What this task involves
Take each line from the entries that holds "reflection" and copy it out.

Data provided
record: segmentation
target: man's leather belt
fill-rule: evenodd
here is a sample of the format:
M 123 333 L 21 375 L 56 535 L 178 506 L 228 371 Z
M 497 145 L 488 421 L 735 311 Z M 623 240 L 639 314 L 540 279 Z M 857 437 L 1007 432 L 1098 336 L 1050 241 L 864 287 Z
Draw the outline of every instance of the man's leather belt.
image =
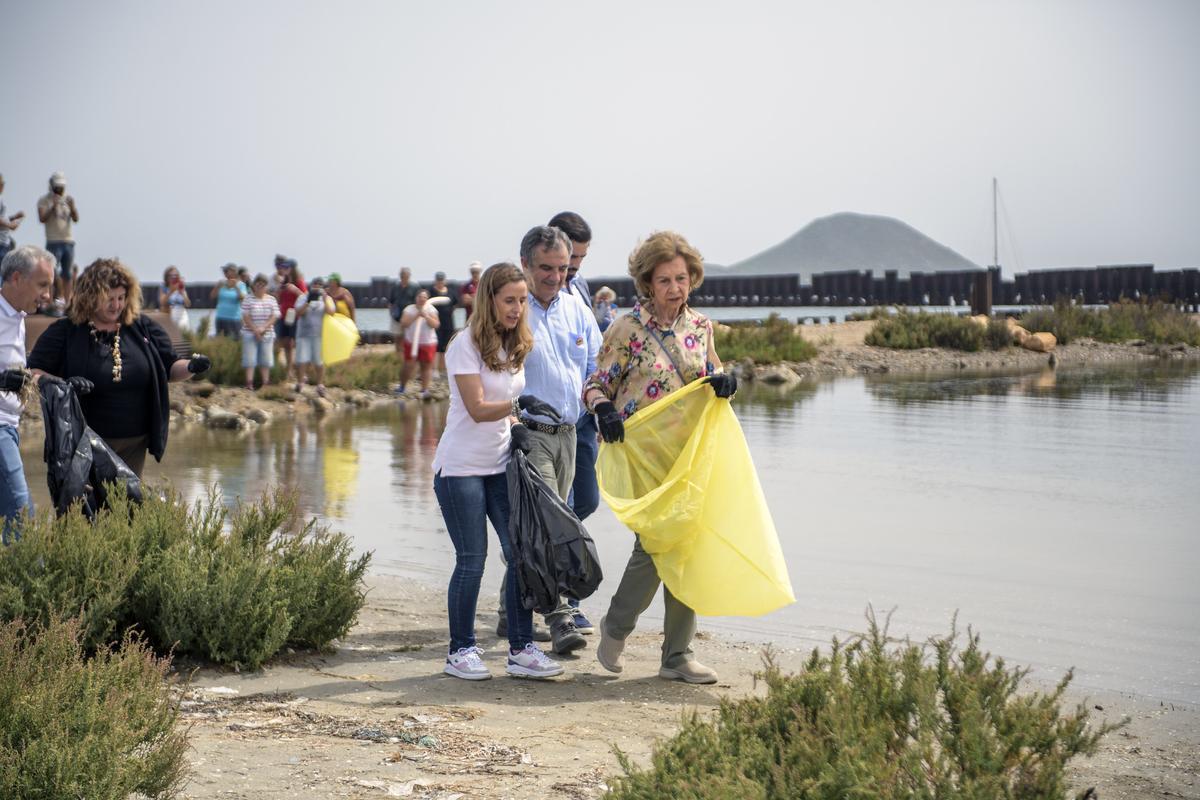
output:
M 564 422 L 561 425 L 547 425 L 544 422 L 538 422 L 537 420 L 529 419 L 528 417 L 521 417 L 521 424 L 530 430 L 548 433 L 551 436 L 554 434 L 566 433 L 567 431 L 575 430 L 575 426 L 569 422 Z

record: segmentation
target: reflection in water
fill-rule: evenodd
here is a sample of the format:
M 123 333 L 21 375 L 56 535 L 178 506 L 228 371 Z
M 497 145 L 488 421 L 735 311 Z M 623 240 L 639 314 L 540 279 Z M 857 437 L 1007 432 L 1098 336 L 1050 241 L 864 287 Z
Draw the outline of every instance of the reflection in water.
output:
M 735 410 L 775 518 L 797 603 L 703 625 L 812 646 L 863 628 L 944 633 L 955 611 L 992 651 L 1078 684 L 1200 702 L 1200 367 L 871 376 L 747 386 Z M 246 433 L 175 429 L 149 465 L 187 496 L 274 485 L 375 553 L 373 569 L 444 586 L 454 551 L 432 491 L 442 404 L 395 403 Z M 22 447 L 47 507 L 41 442 Z M 587 521 L 605 574 L 632 535 Z M 497 552 L 494 538 L 492 552 Z M 484 597 L 499 587 L 489 560 Z M 587 611 L 603 614 L 615 581 Z M 480 606 L 482 623 L 494 622 Z M 652 604 L 645 626 L 661 617 Z
M 1145 402 L 1162 402 L 1172 391 L 1185 388 L 1200 374 L 1195 361 L 1147 361 L 1105 367 L 1046 367 L 1040 372 L 942 373 L 865 377 L 867 390 L 899 405 L 1004 397 L 1025 394 L 1057 400 L 1086 395 Z

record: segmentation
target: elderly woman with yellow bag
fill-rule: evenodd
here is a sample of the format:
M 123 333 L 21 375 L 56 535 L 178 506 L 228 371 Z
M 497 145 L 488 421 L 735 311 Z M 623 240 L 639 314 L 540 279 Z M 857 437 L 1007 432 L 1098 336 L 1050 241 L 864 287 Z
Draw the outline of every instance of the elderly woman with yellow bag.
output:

Finished task
target: reflection in water
Draw the outline of every instance of the reflection in water.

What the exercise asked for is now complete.